Requirement |
The data should be printed in full, character for character.

Records provided |
┄┄┄┄┄┄┄┄┄┄
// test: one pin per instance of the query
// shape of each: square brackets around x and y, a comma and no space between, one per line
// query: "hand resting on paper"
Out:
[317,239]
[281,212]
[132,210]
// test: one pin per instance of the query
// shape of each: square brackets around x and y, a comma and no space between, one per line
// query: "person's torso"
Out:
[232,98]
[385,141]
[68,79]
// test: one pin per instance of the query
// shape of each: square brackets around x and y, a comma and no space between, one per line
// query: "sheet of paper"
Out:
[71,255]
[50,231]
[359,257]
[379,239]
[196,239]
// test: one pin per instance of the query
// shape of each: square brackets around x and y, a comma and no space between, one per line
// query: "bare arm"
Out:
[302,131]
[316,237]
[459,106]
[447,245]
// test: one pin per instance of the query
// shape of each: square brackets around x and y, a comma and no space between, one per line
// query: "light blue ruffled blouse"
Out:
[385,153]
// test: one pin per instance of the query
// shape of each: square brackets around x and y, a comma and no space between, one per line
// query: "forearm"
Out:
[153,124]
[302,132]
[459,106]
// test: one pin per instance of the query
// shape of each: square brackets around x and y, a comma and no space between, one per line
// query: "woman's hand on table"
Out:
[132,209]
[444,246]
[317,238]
┄┄┄┄┄┄┄┄┄┄
The answer |
// test: one pin per instance of the query
// shape of each: square brackets around x and y, a comma and no space between, one per line
// query: "hand resting on paper"
Out:
[317,239]
[281,212]
[132,210]
// test: one pin per instance of the query
// shape of each: square brackets around x and y, a comma and no space between, one per line
// query: "person's torso"
Out:
[232,98]
[385,141]
[68,79]
// test: one pin per instance of the query
// shape of each: square brackets around x and y, a comma and no space between, one per line
// query: "sheet of paper"
Out:
[71,255]
[50,231]
[359,257]
[379,239]
[196,239]
// test: one pin per instance of the query
// shape of each: square brackets around x and y, a comma and no space between, one per line
// query: "bare arm"
Out:
[302,131]
[316,237]
[459,106]
[447,245]
// test: one pin per instance of the query
// shape of each: square brackets around x and y, a comma and no space between, one per line
// query: "light blue ruffled blouse"
Out:
[385,153]
// test: one pin per instance of the query
// shape of each: square brackets around x and y, a comma and no space between, one per line
// query: "forearm"
Out:
[153,124]
[302,132]
[459,106]
// test: one pin per instance of the query
// shape of each: square brackets around x and y, a comma and no space between, one per line
// query: "woman's hand on table"
Out:
[132,209]
[444,246]
[317,238]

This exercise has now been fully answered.